#### Exercise 1:
Reproduce verbatim the part of the goodness-of-fit passage that begins at the words "With the parameters" and ends after the words "the analyzed series.".

#### Text section:

========

With the parameters estimated, goodness of fit criteria of the GPD model were evaluated. The Kolmogorov Smirnov (KS) test was used to compare the theoretical cumulative distribution and the empirical cumulative distribution [28]. The Ljung Box (LB) independence test, whose statistics are compared with the \(\alpha \)-th quantile of the chi-squared distribution with one degree of freedom. The Mann-Kendall test was used to determine if the series has a statistically significant time trend [29]. When very small values of p-value are found, it indicates evidence in favor of the alternative hypothesis, that is, there is some tendency to modify the behavior of the analyzed series.

For the maximum likelihood estimates, one can test if \(\xi \) is statistically null. Then, to test the null hypothesis that the extremes distributions is exponential, we use the likelihood ratio test (LT), whose test statistic is

$$\begin{aligned} \Lambda = 2\left[ {l\left( {{\hat{\sigma }} ,{\hat{\xi }} } \right) - l\left( {{\hat{\sigma }} } \right) } \right] , \end{aligned}$$
(5)

========

#### Exercise 2:
Present the lines of the records below as a numbered list, starting at the line that contains "Task: Where can the cheek" and ending after the line that contains "[[196, 32]]". Leave out blank lines and include no other lines.

========

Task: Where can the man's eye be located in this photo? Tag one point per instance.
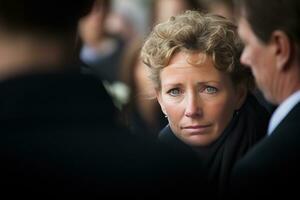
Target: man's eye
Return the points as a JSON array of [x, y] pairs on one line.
[[210, 90], [174, 92]]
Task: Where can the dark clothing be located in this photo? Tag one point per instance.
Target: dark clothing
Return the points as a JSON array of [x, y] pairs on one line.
[[59, 137], [106, 67], [271, 168], [248, 126]]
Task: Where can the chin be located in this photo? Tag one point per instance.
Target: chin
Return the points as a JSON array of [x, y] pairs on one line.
[[197, 142]]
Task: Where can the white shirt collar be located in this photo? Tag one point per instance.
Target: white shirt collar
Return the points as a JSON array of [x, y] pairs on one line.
[[282, 111]]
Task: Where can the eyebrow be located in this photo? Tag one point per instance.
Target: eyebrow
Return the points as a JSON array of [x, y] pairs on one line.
[[198, 83]]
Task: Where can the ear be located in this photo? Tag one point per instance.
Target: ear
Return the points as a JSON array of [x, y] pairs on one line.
[[241, 94], [159, 99], [282, 49]]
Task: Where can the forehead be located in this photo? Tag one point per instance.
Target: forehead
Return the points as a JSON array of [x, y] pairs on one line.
[[186, 67]]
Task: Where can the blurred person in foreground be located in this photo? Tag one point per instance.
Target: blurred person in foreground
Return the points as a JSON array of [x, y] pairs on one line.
[[204, 91], [271, 168], [59, 136]]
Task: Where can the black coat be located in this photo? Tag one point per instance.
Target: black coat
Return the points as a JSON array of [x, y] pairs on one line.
[[246, 128], [272, 168], [60, 137]]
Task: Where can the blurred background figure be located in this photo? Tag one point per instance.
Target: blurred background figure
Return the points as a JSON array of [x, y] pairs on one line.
[[100, 49], [219, 7], [164, 9]]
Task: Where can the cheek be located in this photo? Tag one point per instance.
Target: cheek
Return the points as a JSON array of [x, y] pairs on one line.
[[175, 113], [221, 111]]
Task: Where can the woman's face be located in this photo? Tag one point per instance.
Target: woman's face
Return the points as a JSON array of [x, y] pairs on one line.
[[198, 99]]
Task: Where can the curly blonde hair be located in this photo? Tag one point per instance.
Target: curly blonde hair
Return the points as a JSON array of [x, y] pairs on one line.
[[196, 32]]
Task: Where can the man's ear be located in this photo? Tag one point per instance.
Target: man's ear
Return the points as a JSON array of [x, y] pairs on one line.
[[159, 99], [241, 94], [282, 49]]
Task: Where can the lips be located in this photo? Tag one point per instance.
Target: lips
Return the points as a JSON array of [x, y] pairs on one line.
[[197, 129]]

========

#### Exercise answer 1:
With the parameters estimated, goodness of fit criteria of the GPD model were evaluated. The Kolmogorov Smirnov (KS) test was used to compare the theoretical cumulative distribution and the empirical cumulative distribution [28]. The Ljung Box (LB) independence test, whose statistics are compared with the \(\alpha \)-th quantile of the chi-squared distribution with one degree of freedom. The Mann-Kendall test was used to determine if the series has a statistically significant time trend [29]. When very small values of p-value are found, it indicates evidence in favor of the alternative hypothesis, that is, there is some tendency to modify the behavior of the analyzed series.

#### Exercise answer 2:
1. Task: Where can the cheek be located in this photo? Tag one point per instance.
2. Target: cheek
3. Return the points as a JSON array of [x, y] pairs on one line.
4. [[175, 113], [221, 111]]
5. Task: Where can the woman's face be located in this photo? Tag one point per instance.
6. Target: woman's face
7. Return the points as a JSON array of [x, y] pairs on one line.
8. [[198, 99]]
9. Task: Where can the curly blonde hair be located in this photo? Tag one point per instance.
10. Target: curly blonde hair
11. Return the points as a JSON array of [x, y] pairs on one line.
12. [[196, 32]]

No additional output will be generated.